Extract –
• • • • •
E is for ED Safety Checklist

Our Emergency Department Collaborative was set up in August 2016 to encourage greater collaboration between each of the six acute trust emergency departments (EDs) across the West of England, as well as the South Western Ambulance Service.

One of the collaborative’s key areas of work has been the implementation of the Emergency Department Safety Checklist (developed by University Hospitals Bristol NHS Foundation Trust) across five of the six acute trusts.

To support the roll-out of the ED Safety Checklist across the region (and hopefully beyond), we have developed an ED Safety Checklist toolkit, which you can download here.

The aims of the Emergency Department (ED) Safety Checklist are to standardise and improve the delivery of basic care in EDs, to improve resilience in EDs during periods of crowding, to improve the safety and clinical outcomes for patients accessing the emergency care system, and to improve ED performance against Best Practice Tariffs.
• • • • •
Saved data entries:

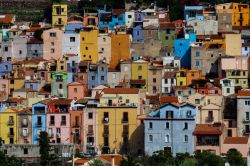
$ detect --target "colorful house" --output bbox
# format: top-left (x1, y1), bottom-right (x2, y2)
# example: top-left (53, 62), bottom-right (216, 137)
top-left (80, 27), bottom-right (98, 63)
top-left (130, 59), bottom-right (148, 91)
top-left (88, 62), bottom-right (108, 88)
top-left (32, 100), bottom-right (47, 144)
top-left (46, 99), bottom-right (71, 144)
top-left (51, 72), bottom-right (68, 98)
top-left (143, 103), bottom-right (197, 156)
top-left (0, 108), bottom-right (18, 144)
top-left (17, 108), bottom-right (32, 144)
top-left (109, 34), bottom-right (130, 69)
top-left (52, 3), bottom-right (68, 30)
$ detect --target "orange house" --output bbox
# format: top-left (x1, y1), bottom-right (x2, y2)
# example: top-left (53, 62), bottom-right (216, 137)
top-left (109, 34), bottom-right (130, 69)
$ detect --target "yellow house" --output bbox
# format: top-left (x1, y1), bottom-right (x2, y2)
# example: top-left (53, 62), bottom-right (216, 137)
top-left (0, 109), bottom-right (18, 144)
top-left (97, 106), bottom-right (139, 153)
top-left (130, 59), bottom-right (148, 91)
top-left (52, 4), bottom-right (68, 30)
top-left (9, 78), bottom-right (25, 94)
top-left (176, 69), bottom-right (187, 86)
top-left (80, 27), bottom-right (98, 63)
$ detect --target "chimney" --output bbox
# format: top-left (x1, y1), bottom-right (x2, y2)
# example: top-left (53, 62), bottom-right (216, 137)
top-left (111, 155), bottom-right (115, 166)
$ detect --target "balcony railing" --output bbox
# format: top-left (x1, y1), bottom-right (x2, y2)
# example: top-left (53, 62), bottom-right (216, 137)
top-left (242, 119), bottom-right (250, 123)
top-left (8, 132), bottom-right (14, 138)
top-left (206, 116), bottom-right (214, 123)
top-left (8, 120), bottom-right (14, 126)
• • • • •
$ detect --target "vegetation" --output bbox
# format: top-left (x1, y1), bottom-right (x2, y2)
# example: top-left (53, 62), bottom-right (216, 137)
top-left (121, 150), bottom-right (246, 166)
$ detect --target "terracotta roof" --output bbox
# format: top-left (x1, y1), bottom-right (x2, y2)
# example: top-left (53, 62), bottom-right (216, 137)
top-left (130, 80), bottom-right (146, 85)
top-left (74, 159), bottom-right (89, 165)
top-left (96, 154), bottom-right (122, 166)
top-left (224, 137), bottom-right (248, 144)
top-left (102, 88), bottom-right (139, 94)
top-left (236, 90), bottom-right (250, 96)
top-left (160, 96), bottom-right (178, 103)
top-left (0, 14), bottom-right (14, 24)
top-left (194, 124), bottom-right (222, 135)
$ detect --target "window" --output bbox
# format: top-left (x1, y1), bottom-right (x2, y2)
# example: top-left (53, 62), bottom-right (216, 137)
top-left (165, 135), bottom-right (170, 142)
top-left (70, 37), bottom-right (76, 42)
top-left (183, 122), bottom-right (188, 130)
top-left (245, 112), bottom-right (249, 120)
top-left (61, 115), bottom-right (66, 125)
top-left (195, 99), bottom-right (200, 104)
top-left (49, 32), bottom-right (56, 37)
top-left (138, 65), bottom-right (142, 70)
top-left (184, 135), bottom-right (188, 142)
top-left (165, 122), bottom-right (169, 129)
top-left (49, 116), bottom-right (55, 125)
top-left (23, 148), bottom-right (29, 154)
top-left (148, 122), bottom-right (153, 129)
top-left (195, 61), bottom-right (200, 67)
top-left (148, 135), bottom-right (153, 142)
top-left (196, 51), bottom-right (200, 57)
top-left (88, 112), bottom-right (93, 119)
• • • • •
Could you write out the ED Safety Checklist passage from "One of the collaborative’s" to "Best Practice Tariffs.", word for word? The rows above are separate material with no connection to the ED Safety Checklist passage.

One of the collaborative’s key areas of work has been the implementation of the Emergency Department Safety Checklist (developed by University Hospitals Bristol NHS Foundation Trust) across five of the six acute trusts.

To support the roll-out of the ED Safety Checklist across the region (and hopefully beyond), we have developed an ED Safety Checklist toolkit, which you can download here.

The aims of the Emergency Department (ED) Safety Checklist are to standardise and improve the delivery of basic care in EDs, to improve resilience in EDs during periods of crowding, to improve the safety and clinical outcomes for patients accessing the emergency care system, and to improve ED performance against Best Practice Tariffs.